### The task
In the trial report, rewrite the stretch from "The second witness, a" through "the prison guards.", changing "thumb drive" to "USB flash drive".

### Supplied passage
Content starts
UPDATE 4:45 p.m.
SPRINGFIELD, Mo.– After five hours in the courtroom, day two of the trial of Dan Nash has come to a close.
During that time, Jennings’ lawyers called five of the 15 witnesses they’re expected to call over the course of the trial.
Those witnesses included a former Greene County Prosecutor, two forensic analysts, a clinical psychologist and PTSD expert, and Jennings’ former public defender.
The first of the five, the former public defender, shared her account of finding the allegedly-suppressed evidence while visiting Highway Patrol’s Troop D headquarters in Springfield.
The second witness, a forensics expert, made more allegations of evidence tampering. According to Witness 2, a thumb drive belonging to Lisa Jennings, which contained an audio clip, was supposed to be copied by a forensics team.
Witness 2 said there was a noticeable modification made to the thumb drive a little more than an hour after it was handed over to forensic investigators.
The third witness, a clinical psychologist and PTSD expert, says she spent 10 hours with Brad Jennings over the course of two days. During that time, she says, Jennings told her he watched people getting stabbed in prison. He told her he saw acts of violence committed by and against the prison guards.
Another forensic analyst would be the fourth witness called by Jennings’ legal team. He reiterated there was no gunshot residue (GSR) on Jennings’ clothes or hands, but noted there was GSR on Lisa Jennings’ hand.
Witness 4 also offered up insight into the responsibility placed on investigating officers who take evidence into custody.
Finally, the fifth and final witness called by Jennings’ legal team was a former Greene County Prosecutor.
During her time in the Prosecutor’s Office, she said she learned about Dan Nash’s reputation in the legal community, adding that it was known that he was “not always truthful.”
SPRINGFIELD, Mo.– A civil rights violation case against Missouri State Highway Patrol’s Sergeant Dan Nash was well underway before noon on Wednesday, February 19, 2020.
Both Nash’s defense team and the legal team of Plaintiff, Brad Jennings, issued opening statements to a court made up of nine jurors and Federal Judge Willie Epps Jr. Jennings’ team even called its first witness.
Content ends
Data pulled from a collection:
Content starts
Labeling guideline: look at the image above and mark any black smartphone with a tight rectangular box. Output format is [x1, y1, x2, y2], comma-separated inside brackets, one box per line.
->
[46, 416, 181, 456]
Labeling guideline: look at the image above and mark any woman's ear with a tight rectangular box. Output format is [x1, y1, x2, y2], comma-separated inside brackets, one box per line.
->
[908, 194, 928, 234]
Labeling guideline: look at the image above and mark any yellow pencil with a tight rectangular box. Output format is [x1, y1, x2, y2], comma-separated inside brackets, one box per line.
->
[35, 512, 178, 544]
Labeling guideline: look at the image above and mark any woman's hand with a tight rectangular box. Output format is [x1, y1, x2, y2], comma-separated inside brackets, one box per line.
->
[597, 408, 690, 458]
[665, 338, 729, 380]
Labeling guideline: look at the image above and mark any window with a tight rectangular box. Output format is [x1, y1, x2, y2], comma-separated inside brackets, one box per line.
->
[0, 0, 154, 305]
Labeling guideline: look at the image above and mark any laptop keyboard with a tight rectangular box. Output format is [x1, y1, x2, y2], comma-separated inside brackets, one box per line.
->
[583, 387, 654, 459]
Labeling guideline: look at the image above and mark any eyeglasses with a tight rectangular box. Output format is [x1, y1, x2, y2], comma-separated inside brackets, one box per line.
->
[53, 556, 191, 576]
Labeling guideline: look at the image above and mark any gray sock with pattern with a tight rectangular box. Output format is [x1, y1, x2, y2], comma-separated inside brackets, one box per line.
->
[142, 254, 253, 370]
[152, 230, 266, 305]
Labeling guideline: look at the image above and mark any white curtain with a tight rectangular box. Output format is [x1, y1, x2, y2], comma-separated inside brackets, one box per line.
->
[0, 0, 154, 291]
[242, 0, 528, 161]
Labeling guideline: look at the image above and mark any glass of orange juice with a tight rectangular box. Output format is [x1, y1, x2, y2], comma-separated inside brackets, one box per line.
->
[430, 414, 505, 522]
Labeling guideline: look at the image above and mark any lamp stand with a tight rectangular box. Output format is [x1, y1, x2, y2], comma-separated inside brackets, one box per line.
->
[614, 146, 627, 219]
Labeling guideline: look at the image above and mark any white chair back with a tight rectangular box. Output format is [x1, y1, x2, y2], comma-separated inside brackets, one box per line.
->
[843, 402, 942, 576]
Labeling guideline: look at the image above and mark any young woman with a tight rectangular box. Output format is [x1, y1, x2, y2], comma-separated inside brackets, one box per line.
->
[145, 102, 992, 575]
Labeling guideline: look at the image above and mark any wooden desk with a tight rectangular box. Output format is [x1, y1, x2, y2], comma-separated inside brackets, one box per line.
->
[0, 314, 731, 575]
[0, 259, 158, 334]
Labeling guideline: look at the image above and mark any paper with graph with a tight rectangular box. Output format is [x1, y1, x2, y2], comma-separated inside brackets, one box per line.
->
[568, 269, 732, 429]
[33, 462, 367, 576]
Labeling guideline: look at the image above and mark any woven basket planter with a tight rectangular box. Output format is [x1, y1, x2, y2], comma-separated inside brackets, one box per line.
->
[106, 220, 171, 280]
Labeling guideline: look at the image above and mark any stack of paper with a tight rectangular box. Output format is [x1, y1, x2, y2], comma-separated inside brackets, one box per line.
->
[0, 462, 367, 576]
Content ends
Content starts
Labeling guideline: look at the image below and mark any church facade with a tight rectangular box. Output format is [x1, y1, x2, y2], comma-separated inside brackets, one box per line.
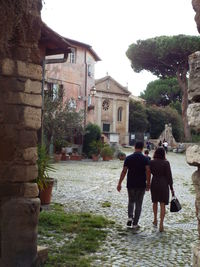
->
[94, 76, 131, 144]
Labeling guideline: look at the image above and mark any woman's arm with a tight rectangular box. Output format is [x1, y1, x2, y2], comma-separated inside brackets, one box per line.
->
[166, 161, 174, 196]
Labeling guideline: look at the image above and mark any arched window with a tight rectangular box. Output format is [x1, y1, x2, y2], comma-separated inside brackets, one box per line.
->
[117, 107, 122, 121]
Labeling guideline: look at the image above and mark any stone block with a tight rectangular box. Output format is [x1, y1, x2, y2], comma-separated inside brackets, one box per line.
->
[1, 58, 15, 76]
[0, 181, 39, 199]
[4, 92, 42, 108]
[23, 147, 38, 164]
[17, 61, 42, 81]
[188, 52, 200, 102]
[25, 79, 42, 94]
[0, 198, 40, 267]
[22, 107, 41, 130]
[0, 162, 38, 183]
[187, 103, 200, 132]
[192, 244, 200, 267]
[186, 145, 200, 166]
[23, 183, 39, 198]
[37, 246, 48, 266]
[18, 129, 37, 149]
Content ends
Content starts
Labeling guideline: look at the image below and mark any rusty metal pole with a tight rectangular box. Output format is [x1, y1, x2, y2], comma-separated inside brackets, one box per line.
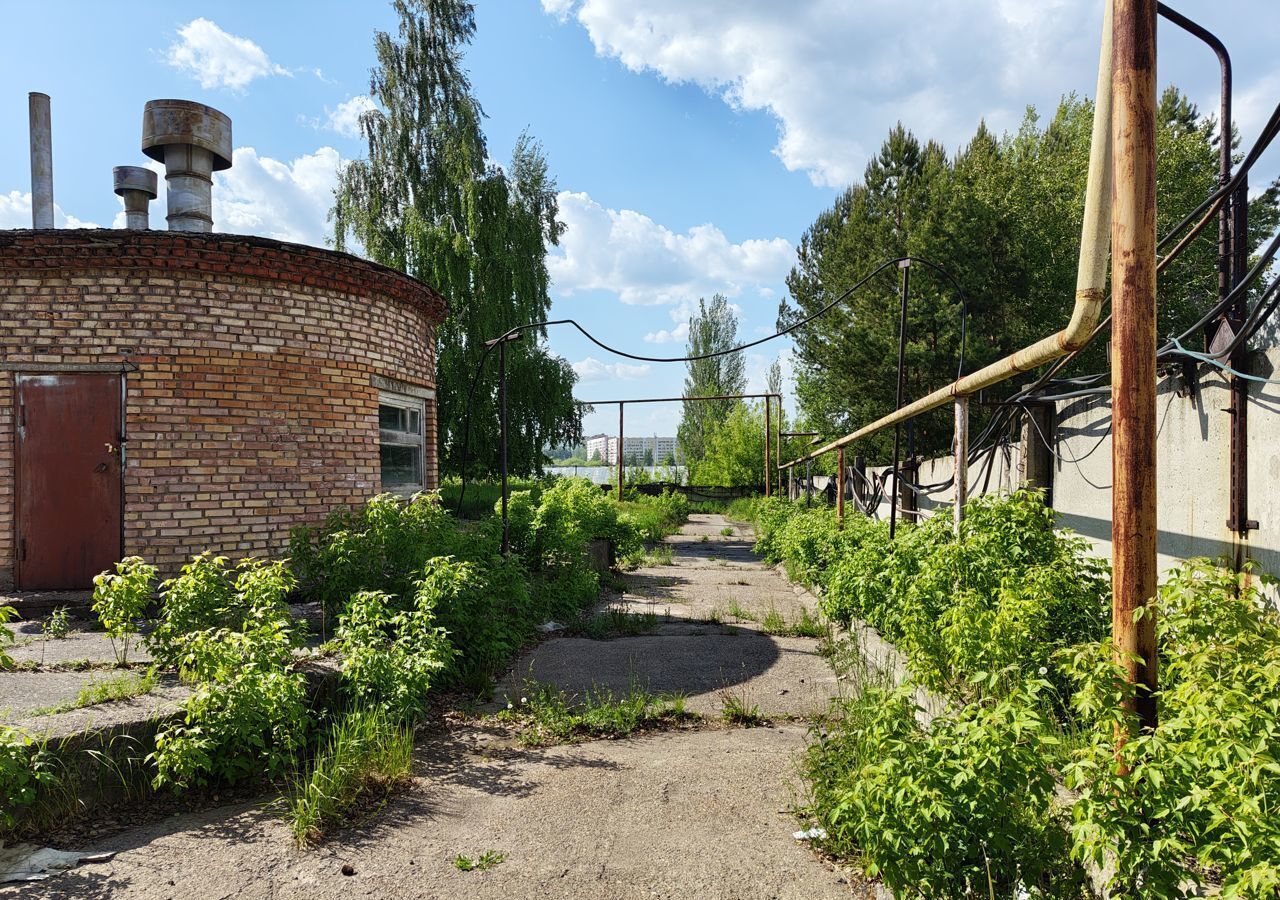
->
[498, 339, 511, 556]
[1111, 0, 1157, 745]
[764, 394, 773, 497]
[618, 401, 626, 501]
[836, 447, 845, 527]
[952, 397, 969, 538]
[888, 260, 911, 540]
Content ends
### Written solution
The second witness, a forensics expert, made more allegations of evidence tampering. According to Witness 2, a USB flash drive belonging to Lisa Jennings, which contained an audio clip, was supposed to be copied by a forensics team.
Witness 2 said there was a noticeable modification made to the USB flash drive a little more than an hour after it was handed over to forensic investigators.
The third witness, a clinical psychologist and PTSD expert, says she spent 10 hours with Brad Jennings over the course of two days. During that time, she says, Jennings told her he watched people getting stabbed in prison. He told her he saw acts of violence committed by and against the prison guards.